Data under study below:
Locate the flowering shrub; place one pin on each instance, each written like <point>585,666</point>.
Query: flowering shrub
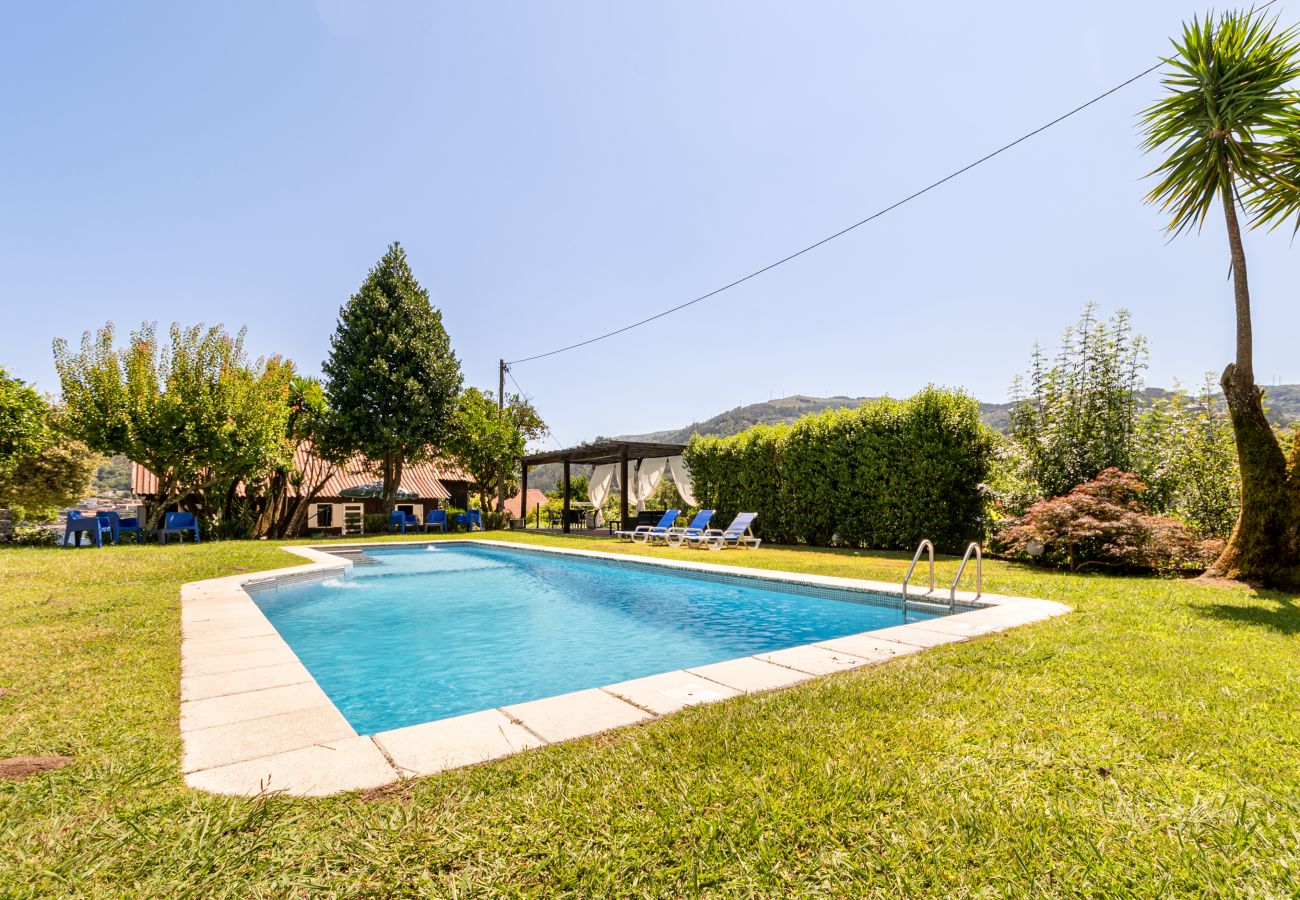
<point>1105,522</point>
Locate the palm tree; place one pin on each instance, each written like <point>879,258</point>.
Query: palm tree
<point>1229,126</point>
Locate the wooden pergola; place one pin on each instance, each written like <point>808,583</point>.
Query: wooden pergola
<point>598,454</point>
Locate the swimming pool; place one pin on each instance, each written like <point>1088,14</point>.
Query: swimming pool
<point>434,631</point>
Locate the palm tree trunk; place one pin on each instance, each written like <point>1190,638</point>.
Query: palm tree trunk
<point>1265,544</point>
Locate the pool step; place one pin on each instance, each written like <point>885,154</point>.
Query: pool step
<point>356,557</point>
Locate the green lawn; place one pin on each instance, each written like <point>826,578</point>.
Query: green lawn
<point>1147,744</point>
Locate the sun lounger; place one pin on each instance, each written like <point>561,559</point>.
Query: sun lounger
<point>735,535</point>
<point>642,533</point>
<point>698,526</point>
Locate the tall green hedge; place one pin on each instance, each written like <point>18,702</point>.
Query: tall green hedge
<point>883,475</point>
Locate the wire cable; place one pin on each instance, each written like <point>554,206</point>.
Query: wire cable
<point>524,394</point>
<point>857,224</point>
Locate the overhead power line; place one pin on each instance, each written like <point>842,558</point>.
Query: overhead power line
<point>524,394</point>
<point>857,224</point>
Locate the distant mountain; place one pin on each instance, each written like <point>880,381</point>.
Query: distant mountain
<point>787,410</point>
<point>1282,402</point>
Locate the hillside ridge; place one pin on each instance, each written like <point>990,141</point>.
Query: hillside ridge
<point>1281,401</point>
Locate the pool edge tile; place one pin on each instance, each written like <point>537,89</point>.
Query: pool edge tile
<point>316,770</point>
<point>670,692</point>
<point>750,674</point>
<point>460,740</point>
<point>575,714</point>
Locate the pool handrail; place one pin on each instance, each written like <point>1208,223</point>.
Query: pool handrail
<point>928,546</point>
<point>979,574</point>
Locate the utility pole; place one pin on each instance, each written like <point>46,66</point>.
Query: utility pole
<point>501,411</point>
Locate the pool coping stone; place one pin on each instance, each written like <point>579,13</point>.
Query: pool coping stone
<point>254,719</point>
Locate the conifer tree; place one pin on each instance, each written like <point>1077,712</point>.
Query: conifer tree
<point>391,379</point>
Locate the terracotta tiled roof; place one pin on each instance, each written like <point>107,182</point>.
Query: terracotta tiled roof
<point>534,500</point>
<point>424,479</point>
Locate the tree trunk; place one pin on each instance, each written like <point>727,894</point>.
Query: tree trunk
<point>391,480</point>
<point>1265,544</point>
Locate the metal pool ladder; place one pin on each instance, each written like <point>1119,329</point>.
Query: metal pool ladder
<point>979,574</point>
<point>923,545</point>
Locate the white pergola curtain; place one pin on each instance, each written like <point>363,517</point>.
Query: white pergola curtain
<point>681,477</point>
<point>644,480</point>
<point>602,480</point>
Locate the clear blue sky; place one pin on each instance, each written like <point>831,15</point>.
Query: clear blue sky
<point>559,169</point>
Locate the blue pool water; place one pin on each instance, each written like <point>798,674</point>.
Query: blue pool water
<point>432,632</point>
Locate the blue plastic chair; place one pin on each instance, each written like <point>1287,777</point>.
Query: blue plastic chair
<point>129,526</point>
<point>399,519</point>
<point>644,533</point>
<point>178,523</point>
<point>81,524</point>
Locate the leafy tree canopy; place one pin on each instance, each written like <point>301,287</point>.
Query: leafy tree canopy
<point>57,476</point>
<point>489,441</point>
<point>191,410</point>
<point>24,427</point>
<point>1077,414</point>
<point>391,377</point>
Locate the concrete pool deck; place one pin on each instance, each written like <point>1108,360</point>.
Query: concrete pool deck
<point>252,718</point>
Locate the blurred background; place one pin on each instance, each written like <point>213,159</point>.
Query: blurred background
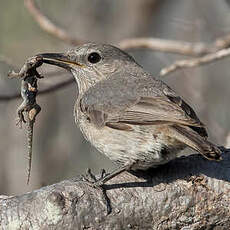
End of Data under study.
In the listing above, start at the line with "Query: pool handrail", go on through the line with "Locate the conifer", and copy each of those lines exactly; leave out all the rest.

[Exercise result]:
Query: pool handrail
<point>928,546</point>
<point>979,574</point>
Locate the utility pole; place one pin on each instance, each written like <point>46,66</point>.
Query: utility pole
<point>501,411</point>
Locate the pool coping stone; place one pin on each instance, each written like <point>579,13</point>.
Query: pool coping stone
<point>254,719</point>
Locate the conifer tree; place one pin on each instance, each written like <point>1077,712</point>.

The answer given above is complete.